Begin
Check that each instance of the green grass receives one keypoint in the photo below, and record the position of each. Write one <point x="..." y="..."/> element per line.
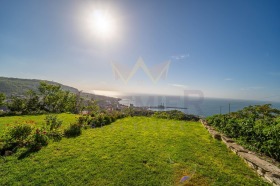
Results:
<point x="132" y="151"/>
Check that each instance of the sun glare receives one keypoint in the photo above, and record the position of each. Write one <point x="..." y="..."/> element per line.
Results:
<point x="103" y="24"/>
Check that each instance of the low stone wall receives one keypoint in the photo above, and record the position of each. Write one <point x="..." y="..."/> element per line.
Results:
<point x="264" y="169"/>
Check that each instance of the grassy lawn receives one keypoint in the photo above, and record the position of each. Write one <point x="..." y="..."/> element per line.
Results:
<point x="131" y="151"/>
<point x="34" y="120"/>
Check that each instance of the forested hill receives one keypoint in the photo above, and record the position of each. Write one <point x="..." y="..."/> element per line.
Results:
<point x="16" y="86"/>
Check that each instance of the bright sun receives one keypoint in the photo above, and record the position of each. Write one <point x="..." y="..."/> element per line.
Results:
<point x="103" y="24"/>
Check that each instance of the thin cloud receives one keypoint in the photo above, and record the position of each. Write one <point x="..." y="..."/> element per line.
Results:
<point x="228" y="79"/>
<point x="276" y="74"/>
<point x="253" y="88"/>
<point x="180" y="57"/>
<point x="179" y="86"/>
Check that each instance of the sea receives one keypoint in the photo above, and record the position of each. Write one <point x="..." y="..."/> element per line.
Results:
<point x="200" y="106"/>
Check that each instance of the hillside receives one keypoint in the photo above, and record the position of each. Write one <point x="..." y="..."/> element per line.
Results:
<point x="16" y="86"/>
<point x="130" y="151"/>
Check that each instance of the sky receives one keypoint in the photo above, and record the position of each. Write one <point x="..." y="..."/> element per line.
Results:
<point x="223" y="48"/>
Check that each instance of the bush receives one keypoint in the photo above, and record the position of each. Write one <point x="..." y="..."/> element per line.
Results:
<point x="255" y="127"/>
<point x="52" y="127"/>
<point x="52" y="123"/>
<point x="73" y="130"/>
<point x="38" y="140"/>
<point x="19" y="133"/>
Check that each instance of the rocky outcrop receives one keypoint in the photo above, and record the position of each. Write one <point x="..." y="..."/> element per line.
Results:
<point x="266" y="170"/>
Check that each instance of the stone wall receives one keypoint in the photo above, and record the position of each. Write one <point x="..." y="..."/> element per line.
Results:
<point x="264" y="169"/>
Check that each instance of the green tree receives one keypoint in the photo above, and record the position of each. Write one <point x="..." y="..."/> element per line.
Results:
<point x="52" y="97"/>
<point x="2" y="98"/>
<point x="17" y="104"/>
<point x="32" y="102"/>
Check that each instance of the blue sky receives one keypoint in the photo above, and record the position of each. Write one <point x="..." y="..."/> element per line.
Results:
<point x="226" y="49"/>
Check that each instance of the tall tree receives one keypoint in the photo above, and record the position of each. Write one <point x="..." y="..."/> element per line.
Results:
<point x="32" y="101"/>
<point x="2" y="98"/>
<point x="17" y="104"/>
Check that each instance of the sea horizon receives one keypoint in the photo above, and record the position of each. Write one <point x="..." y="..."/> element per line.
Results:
<point x="202" y="106"/>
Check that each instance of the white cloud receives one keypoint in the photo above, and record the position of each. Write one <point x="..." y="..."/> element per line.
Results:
<point x="274" y="74"/>
<point x="180" y="57"/>
<point x="179" y="86"/>
<point x="253" y="88"/>
<point x="228" y="79"/>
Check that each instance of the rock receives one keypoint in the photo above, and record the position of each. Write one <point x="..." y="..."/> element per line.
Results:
<point x="266" y="166"/>
<point x="272" y="179"/>
<point x="226" y="139"/>
<point x="215" y="134"/>
<point x="236" y="148"/>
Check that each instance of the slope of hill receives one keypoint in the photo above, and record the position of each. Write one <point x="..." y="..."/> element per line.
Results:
<point x="131" y="151"/>
<point x="16" y="86"/>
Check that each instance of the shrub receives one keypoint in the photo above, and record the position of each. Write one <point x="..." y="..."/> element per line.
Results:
<point x="52" y="123"/>
<point x="38" y="140"/>
<point x="52" y="127"/>
<point x="73" y="130"/>
<point x="256" y="127"/>
<point x="19" y="133"/>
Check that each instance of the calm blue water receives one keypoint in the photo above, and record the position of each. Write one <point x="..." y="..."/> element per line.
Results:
<point x="198" y="106"/>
End
Exercise objective: Please convert all of the entries above into a two-column CSV headed instruction and result, with one row per entry: the entry's text goes in one quoted field and its answer in the other, with line breaks replaced by spaces. Omit the pictures.

Response to the task:
instruction,result
"Check that each instance of the green grass receives one keypoint in the photo below, and record the position of each. Write one <point x=""..."" y=""...""/> element per line. Results:","<point x=""132"" y=""151""/>"
"Check that each instance of the sun glare receives one keypoint in the photo above, and record the position of each. Write one <point x=""..."" y=""...""/> element per line. Results:","<point x=""103"" y=""24""/>"
"Check that each instance of the low stone wall receives one keypoint in the photo above, and record the position of each. Write one <point x=""..."" y=""...""/> element per line. Results:","<point x=""264"" y=""169""/>"
"Check that each instance of the grassy lawn receives one keypoint in the photo above, and record the position of each. Write one <point x=""..."" y=""...""/> element per line. Results:","<point x=""131"" y=""151""/> <point x=""34"" y=""120""/>"
"Check that each instance of the forested hill receives one keypoint in the photo above, and record the position of each. Write one <point x=""..."" y=""...""/> element per line. Results:","<point x=""16"" y=""86""/>"
"Check that each instance of the bright sun receives one keypoint in the photo above, and record the position of each. Write one <point x=""..."" y=""...""/> element per line. Results:","<point x=""103"" y=""24""/>"
"Check that each instance of the thin cloud receives one keypoint in the photo above, and record the position of each. Write one <point x=""..."" y=""...""/> element per line. Results:","<point x=""228"" y=""79""/> <point x=""276"" y=""74""/> <point x=""253"" y=""88""/> <point x=""180"" y=""57""/> <point x=""179"" y=""86""/>"
"Check that each instance of the sea receives one keypoint in the photo above, and record the position of each. Write one <point x=""..."" y=""...""/> element per line. Results:","<point x=""200"" y=""106""/>"
"Check that each instance of the hillside receives one keypoint in the photo above, and record the position of each. Write one <point x=""..."" y=""...""/> element per line. Results:","<point x=""16"" y=""86""/> <point x=""130"" y=""151""/>"
"Check that each instance of the sky receives one keypoint in the photo above, and record the position of each. Write one <point x=""..."" y=""...""/> element per line. Results:","<point x=""223"" y=""48""/>"
"Check that each instance of the bush receives one keypoint in the photo above, and record the position of each. Write one <point x=""..."" y=""...""/> element per line. Results:","<point x=""255"" y=""127""/> <point x=""52"" y=""127""/> <point x=""52"" y=""123""/> <point x=""73"" y=""130""/> <point x=""38"" y=""140""/> <point x=""19"" y=""133""/>"
"Check that each instance of the rocky outcrop receives one keypoint in the photo above, and record the position of each. Write one <point x=""..."" y=""...""/> element per line. Results:","<point x=""266"" y=""170""/>"
"Check that each instance of the stone wall receives one keypoint in the photo above, and record the position of each. Write one <point x=""..."" y=""...""/> element per line. Results:","<point x=""264"" y=""169""/>"
"Check that each instance of the green tree receives one keypoint in the photo above, and record the position of each. Write one <point x=""..."" y=""...""/> element per line. Results:","<point x=""52"" y=""97""/> <point x=""2"" y=""98""/> <point x=""17"" y=""104""/> <point x=""32"" y=""102""/>"
"Check that each instance of the blue sky receives one keypoint in the photo above, and record the position of each. Write one <point x=""..."" y=""...""/> element per line. Results:","<point x=""226"" y=""49""/>"
"Check that each instance of the tall tree receives one keypoint in the photo above, and record the position of each. Write one <point x=""..."" y=""...""/> element per line. Results:","<point x=""32"" y=""101""/> <point x=""2"" y=""98""/> <point x=""17"" y=""104""/>"
"Check that each instance of the sea horizon receives one keypoint in the photo above, and record the position of each. Write one <point x=""..."" y=""...""/> element per line. Results:","<point x=""202"" y=""106""/>"
"Check that each instance of the white cloud receives one keypoint in the photo above, and record the position of each. Write one <point x=""..."" y=""...""/> element per line. Results:","<point x=""274"" y=""74""/> <point x=""180"" y=""57""/> <point x=""179"" y=""86""/> <point x=""253"" y=""88""/> <point x=""228"" y=""79""/>"
"Check that each instance of the rock receives one keypoint in the photo above, and record the position of each. Write one <point x=""..."" y=""...""/> element per line. Results:","<point x=""266"" y=""166""/> <point x=""272"" y=""179""/> <point x=""226"" y=""139""/> <point x=""215"" y=""134""/> <point x=""236"" y=""148""/>"
"Check that each instance of the slope of hill receives one keypoint in the photo above, and record the position of each. Write one <point x=""..."" y=""...""/> element per line. Results:","<point x=""131"" y=""151""/> <point x=""16"" y=""86""/>"
"Check that each instance of the shrub receives one keypoint in the photo above, and record the position of each. Write one <point x=""..."" y=""...""/> element per line. Results:","<point x=""52"" y=""123""/> <point x=""38"" y=""140""/> <point x=""52"" y=""127""/> <point x=""73"" y=""130""/> <point x=""256"" y=""127""/> <point x=""19"" y=""133""/>"
"Check that each instance of the calm blue water receives one keypoint in the photo above, and record the position of each. Write one <point x=""..."" y=""...""/> element per line. Results:","<point x=""198"" y=""106""/>"